## Extract to read
──────

LOL
Another aviation/military article written by a real (/sarcasm) enthusiast. Boy these journalism schools really teach ‘em how to do good research!
to wit: “ the Army is retiring the few single-bladed UH-1 variants ...”
single-BLADED !!!! ROFL
Watch one of those flop around.
Try single-ROTOR. Two blades; one rotor.
Sad to see it fly off into history. I miss the plop plop plop sound. Hated to see the Garrand go too, but the new stuff is much better so they tell me. Nostalgia, isn’t wonderful?
Salute to "Snake" Crandall.
Thinking about it now it seems like it was in another life.
Really? Cool! I want one.
The soundS of Hueys are vivd in the memories my childhood.
Goodbye old bird...
ping
Saw two of them this past weekend mothballed beside the road outside a podunk town in the mountain foothills of NC.
Here is a group that should get a mention in this thread:
Army Aviation Heritage Foundation
http://www.armyav.org/
They do some really cool airshow routines. I’ve been down to one of their practice sessions to watch.

──────

## Data entries

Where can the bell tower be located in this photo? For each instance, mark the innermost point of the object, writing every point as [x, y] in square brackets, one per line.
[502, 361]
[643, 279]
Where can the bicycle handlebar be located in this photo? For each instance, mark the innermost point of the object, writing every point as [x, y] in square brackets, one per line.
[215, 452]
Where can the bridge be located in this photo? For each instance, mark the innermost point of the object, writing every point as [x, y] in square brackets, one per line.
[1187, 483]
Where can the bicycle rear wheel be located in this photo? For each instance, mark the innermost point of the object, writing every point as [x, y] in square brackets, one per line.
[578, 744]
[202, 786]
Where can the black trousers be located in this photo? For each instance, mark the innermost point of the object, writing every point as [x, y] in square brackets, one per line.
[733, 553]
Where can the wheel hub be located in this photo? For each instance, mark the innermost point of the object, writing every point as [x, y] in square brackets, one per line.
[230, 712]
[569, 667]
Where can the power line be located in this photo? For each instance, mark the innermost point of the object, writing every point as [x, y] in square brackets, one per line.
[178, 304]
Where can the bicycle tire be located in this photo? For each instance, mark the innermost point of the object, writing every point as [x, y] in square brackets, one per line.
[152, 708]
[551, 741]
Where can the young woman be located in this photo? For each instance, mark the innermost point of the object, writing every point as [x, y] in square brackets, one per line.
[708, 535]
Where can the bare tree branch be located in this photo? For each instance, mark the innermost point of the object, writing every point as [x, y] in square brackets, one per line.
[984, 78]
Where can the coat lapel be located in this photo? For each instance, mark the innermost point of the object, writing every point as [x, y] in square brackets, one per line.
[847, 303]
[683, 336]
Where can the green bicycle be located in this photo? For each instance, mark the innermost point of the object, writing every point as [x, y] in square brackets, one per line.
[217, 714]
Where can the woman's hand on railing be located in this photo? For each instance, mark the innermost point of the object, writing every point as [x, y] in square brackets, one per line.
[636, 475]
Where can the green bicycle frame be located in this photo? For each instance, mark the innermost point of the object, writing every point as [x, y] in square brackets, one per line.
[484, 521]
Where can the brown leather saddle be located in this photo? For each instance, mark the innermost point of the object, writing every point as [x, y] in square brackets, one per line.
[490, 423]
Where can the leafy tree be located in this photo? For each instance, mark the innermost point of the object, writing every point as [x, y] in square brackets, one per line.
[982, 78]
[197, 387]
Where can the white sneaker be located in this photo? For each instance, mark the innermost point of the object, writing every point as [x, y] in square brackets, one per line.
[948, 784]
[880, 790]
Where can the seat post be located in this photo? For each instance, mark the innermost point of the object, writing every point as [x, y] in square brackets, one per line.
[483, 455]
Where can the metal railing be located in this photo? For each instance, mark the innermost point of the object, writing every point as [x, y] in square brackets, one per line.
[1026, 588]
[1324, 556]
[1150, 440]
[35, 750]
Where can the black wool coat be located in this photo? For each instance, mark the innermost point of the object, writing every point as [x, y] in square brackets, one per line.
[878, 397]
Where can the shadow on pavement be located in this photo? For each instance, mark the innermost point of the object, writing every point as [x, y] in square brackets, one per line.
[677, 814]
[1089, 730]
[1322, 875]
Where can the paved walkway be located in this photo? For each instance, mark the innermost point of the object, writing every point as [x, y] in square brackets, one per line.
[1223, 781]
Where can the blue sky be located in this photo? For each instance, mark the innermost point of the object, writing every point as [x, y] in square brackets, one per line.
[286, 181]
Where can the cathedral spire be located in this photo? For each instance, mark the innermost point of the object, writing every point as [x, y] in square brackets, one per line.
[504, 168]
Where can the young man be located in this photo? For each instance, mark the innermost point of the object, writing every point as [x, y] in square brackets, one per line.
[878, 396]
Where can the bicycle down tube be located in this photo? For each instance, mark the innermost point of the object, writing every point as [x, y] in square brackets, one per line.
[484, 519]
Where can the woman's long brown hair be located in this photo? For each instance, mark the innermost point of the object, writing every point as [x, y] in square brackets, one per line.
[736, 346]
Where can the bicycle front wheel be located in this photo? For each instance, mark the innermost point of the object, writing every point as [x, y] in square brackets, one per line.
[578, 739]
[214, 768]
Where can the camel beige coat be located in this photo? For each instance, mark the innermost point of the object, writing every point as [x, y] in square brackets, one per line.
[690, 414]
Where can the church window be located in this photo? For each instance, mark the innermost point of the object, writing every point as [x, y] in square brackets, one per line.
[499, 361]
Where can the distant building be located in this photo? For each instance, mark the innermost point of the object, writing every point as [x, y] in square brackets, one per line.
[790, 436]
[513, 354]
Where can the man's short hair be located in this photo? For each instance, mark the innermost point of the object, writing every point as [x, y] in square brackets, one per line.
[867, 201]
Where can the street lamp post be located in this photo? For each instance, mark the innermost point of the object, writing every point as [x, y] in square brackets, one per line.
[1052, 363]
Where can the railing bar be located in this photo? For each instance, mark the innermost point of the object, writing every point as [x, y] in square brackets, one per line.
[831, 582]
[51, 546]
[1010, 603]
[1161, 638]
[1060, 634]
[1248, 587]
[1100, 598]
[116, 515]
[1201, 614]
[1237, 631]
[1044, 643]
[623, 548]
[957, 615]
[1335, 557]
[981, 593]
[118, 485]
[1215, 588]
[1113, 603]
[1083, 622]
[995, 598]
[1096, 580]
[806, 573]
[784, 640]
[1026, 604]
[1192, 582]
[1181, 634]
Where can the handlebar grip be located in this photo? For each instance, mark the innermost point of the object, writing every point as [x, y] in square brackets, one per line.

──────

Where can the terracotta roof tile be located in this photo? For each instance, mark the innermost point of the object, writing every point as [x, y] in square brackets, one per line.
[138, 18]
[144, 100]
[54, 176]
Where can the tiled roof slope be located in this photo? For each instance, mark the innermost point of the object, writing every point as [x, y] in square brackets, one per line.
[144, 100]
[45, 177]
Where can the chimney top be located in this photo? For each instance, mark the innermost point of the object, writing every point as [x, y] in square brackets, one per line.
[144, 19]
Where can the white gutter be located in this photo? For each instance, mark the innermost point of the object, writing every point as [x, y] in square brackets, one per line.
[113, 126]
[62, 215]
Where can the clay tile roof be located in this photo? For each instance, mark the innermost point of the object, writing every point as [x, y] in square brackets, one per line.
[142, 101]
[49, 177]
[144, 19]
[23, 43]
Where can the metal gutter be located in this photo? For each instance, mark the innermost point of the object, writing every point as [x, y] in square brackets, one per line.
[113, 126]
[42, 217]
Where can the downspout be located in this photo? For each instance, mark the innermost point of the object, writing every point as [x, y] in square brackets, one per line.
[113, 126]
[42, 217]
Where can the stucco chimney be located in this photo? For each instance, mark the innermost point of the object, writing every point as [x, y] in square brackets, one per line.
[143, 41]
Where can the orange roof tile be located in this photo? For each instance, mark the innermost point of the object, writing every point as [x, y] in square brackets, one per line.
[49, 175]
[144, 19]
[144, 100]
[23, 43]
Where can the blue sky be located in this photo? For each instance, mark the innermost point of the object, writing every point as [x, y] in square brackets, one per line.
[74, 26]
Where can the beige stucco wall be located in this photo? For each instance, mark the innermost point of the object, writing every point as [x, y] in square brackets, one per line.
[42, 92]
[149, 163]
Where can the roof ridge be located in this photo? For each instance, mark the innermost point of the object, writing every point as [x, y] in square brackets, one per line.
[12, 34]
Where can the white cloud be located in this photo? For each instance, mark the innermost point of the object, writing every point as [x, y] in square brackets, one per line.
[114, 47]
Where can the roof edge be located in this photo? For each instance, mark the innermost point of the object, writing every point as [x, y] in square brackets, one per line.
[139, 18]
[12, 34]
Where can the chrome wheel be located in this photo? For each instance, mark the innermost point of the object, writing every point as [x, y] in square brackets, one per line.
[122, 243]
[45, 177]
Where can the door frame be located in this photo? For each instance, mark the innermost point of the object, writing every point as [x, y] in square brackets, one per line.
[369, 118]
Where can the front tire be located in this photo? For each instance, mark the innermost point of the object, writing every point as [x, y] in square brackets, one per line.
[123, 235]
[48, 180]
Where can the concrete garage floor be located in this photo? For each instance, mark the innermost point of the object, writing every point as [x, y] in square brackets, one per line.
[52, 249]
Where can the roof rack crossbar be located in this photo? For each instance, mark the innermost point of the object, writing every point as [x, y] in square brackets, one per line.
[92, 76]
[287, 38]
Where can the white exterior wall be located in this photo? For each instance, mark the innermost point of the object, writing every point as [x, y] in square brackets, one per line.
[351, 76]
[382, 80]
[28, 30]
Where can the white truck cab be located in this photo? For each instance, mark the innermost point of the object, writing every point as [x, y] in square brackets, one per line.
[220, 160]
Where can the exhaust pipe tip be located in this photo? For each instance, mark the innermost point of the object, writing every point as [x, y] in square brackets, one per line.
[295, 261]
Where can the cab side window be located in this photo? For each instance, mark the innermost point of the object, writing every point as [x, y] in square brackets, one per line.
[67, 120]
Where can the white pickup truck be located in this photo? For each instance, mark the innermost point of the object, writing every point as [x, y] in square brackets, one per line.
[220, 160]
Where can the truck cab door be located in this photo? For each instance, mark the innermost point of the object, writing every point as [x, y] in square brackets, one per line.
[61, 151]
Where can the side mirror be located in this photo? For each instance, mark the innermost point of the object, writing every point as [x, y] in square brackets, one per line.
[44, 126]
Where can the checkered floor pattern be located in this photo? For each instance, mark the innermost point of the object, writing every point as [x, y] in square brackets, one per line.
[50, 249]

──────

## What you will do
- A) Reproduce the stretch of the Huey thread from "Try single-ROTOR. Two" through "in another life.", word for word.
- B) Which words in the Huey thread are written entirely in capital letters, leaving aside the designation UH-1?
The data above plays no part in what is asked.

## Task-by-task solutions
- A)
Try single-ROTOR. Two blades; one rotor.
Sad to see it fly off into history. I miss the plop plop plop sound. Hated to see the Garrand go too, but the new stuff is much better so they tell me. Nostalgia, isn’t wonderful?
Salute to "Snake" Crandall.
Thinking about it now it seems like it was in another life.

- B)
LOL
BLADED (in "single-BLADED")
ROFL
ROTOR (in "single-ROTOR")
NC